• TASK OBJECTIVE: Please resume the forum thread below about Joni Mitchell's music, starting right after its final post.

• SELECTED EXCERPT:
Reminds me: this guy's got some good shows (inc. the often-designated-as-1966 Second Fret set, which might be/seems like prob. is '67, based on points made by some fans), also demos for Summer Lawns (these are the mp3s, but he has 'em in flacs too):
http://www.ousterhout.net/mp3/jm.html
Tons of other (gen. Joni-compatible) stuff too.

dow, Friday, 30 March 2018 19:33 (six years ago) link

it took me 20+ years to internalize Joni's love of suspensions. it was worth it

she carries a torch. two torches, actually (Joan Crawford Loves Chachi), Friday, 30 March 2018 19:46 (six years ago) link

there's definitely interesting stuff about shorter in the [wait for it i'm about to plug it again] yaffa biog

papa don't take no meth (stevie), Friday, 30 March 2018 19:48 (six years ago) link

the unresolved suspensions also give a lot of the songs a sense of shifting or uncertain tonality, so it's sort of doubly ambiguous.

Fedora Dostoyevsky (man alive), Friday, 30 March 2018 20:22 (six years ago) link

I really love discussions of the obscure feelings evoked by certain chords and cadences. My dream is that some day a music writer will reveal to me the secrets behind the rollercoaster of ambiguous emotions that is the Steely Dan "Glamor Profession" chord progression.

• MATERIAL SUPPLIED:
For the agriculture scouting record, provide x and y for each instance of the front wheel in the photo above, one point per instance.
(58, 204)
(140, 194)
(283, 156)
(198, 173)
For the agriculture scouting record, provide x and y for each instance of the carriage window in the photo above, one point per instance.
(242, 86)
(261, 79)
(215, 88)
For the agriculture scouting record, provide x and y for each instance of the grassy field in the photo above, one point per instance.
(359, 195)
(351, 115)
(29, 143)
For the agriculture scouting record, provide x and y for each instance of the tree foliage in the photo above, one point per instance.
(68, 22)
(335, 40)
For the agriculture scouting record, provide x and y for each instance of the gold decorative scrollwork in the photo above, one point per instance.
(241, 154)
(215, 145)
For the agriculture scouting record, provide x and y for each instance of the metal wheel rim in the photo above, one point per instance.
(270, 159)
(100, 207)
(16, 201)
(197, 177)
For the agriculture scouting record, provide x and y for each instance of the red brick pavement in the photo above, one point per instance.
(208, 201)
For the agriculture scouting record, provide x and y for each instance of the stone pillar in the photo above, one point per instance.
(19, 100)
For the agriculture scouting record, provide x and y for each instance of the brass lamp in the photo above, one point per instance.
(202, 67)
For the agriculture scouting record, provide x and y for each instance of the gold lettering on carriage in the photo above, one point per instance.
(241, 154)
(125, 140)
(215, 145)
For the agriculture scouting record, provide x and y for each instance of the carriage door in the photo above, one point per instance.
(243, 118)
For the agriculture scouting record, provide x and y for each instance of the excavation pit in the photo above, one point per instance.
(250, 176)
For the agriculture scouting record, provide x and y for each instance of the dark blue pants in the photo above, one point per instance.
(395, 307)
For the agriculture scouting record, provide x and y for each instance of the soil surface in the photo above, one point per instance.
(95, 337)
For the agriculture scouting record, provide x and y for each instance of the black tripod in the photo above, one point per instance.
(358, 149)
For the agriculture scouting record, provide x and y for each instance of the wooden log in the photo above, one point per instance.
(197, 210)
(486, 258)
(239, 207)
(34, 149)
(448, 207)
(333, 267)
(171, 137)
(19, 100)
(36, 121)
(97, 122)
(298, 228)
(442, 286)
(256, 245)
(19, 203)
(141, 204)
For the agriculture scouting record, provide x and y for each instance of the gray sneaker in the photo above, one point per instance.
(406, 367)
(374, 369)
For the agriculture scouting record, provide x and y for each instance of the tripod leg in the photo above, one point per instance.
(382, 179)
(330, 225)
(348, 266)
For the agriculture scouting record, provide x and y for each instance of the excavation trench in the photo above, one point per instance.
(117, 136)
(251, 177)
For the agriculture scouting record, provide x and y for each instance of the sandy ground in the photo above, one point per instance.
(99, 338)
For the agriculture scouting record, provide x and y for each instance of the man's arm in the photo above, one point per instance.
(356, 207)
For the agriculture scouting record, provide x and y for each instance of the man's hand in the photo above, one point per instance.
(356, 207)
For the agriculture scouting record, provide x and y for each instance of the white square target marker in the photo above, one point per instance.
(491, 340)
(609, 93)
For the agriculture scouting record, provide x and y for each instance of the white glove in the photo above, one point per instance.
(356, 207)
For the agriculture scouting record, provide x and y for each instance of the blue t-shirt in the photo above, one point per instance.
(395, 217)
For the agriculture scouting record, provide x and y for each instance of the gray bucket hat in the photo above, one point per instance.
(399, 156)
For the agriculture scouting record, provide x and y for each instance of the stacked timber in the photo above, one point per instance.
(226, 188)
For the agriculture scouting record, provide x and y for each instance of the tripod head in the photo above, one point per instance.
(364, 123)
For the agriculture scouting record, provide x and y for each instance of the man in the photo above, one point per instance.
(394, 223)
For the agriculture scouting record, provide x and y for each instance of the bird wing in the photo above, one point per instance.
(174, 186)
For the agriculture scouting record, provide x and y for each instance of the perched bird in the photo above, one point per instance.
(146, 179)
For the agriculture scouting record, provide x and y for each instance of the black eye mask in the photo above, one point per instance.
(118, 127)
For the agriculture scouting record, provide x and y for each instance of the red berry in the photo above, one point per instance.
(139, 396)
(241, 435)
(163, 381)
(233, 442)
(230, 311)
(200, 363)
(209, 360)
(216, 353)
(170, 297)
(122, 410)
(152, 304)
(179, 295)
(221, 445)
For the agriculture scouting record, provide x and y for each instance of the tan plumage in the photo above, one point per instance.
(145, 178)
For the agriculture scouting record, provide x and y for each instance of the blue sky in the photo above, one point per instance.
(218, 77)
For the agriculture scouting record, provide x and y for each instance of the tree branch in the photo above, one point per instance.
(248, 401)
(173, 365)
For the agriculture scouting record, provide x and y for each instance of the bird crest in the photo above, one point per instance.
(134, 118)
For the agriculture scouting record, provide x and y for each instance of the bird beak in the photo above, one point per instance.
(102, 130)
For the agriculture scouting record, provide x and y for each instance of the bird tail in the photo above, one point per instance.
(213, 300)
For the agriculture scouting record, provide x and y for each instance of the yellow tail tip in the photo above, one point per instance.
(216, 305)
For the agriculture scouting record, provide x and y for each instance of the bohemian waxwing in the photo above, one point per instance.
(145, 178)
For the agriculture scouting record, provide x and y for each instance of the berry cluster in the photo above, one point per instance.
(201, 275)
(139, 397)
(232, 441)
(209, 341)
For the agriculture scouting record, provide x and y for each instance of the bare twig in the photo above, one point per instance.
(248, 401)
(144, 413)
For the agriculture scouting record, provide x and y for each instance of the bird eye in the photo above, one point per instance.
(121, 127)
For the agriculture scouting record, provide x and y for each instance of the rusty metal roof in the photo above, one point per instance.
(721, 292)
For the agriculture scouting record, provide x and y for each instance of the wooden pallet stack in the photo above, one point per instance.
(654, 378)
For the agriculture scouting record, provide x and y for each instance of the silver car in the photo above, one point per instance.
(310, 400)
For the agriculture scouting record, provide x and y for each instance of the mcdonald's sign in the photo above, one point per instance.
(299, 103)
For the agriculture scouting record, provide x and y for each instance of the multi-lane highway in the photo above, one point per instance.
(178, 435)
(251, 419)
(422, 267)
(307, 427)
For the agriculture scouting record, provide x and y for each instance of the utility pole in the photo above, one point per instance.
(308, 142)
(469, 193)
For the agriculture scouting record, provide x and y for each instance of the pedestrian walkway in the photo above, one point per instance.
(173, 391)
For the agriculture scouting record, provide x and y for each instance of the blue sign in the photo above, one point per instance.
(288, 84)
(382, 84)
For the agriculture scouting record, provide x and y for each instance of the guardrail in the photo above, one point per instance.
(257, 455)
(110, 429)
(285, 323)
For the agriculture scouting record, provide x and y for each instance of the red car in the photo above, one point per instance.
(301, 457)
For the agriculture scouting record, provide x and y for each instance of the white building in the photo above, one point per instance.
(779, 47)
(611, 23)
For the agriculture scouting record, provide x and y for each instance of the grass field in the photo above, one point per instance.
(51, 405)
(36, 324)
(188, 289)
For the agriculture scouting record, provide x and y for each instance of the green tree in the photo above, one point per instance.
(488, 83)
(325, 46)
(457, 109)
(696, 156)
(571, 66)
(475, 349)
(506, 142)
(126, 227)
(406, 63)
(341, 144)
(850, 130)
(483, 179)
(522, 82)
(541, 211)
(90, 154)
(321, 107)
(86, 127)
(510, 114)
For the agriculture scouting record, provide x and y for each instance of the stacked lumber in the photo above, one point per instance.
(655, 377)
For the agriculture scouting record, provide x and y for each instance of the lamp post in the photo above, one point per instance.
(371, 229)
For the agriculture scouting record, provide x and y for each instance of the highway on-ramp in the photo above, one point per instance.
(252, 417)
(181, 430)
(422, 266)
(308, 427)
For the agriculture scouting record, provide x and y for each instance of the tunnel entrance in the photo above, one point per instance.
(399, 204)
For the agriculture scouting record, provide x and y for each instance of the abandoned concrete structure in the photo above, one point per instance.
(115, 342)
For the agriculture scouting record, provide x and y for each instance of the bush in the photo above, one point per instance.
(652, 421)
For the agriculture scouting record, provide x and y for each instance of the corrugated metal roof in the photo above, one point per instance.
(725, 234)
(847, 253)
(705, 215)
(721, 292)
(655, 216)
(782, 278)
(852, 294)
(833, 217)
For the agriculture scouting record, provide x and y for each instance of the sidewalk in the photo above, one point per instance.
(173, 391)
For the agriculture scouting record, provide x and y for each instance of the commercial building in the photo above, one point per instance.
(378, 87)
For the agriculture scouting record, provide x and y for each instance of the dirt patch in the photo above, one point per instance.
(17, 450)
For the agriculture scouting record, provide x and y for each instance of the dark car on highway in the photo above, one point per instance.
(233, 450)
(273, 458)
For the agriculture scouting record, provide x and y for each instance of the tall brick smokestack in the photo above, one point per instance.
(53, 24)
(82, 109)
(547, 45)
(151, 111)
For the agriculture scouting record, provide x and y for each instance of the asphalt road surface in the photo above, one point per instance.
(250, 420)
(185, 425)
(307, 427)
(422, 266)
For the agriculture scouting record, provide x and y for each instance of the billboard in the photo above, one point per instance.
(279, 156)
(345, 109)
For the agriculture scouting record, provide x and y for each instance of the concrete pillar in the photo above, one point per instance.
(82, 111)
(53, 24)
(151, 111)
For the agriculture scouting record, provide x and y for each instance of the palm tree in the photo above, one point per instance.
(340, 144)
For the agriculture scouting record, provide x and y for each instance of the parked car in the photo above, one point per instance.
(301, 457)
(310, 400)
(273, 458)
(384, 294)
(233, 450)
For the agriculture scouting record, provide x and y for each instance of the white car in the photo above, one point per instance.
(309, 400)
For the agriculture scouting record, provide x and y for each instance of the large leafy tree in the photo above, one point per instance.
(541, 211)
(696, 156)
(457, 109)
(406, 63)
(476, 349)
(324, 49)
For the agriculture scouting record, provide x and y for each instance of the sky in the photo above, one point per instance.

• RESULT:
Mario Meatwagon (Moodles), Friday, 30 March 2018 20:26 (six years ago) link

haha, I have actually thought about that before too, there's definitely a very particular mood evoked by that song, upbeat in a drug-induced way and slightly demented

Fedora Dostoyevsky (man alive), Friday, 30 March 2018 20:31 (six years ago) link

every time i read about her use of suspended chords i think "oh yeah, of course, that's why so many joni records are bottomless"

"chords of inquiry" is the perfect name too i think bc they just sound like big question marks curving through the mix

flamenco drop (BradNelson), Friday, 30 March 2018 20:36 (six years ago) link

OTM about Glamour Profession, particularly the descending chords under the first line of the chorus.

flappy bird, Friday, 30 March 2018 20:36 (six years ago) link

To me, it's like each chord change has this little emotional up or down that I can feel but can't quite name. It's very cinematic, music as montage.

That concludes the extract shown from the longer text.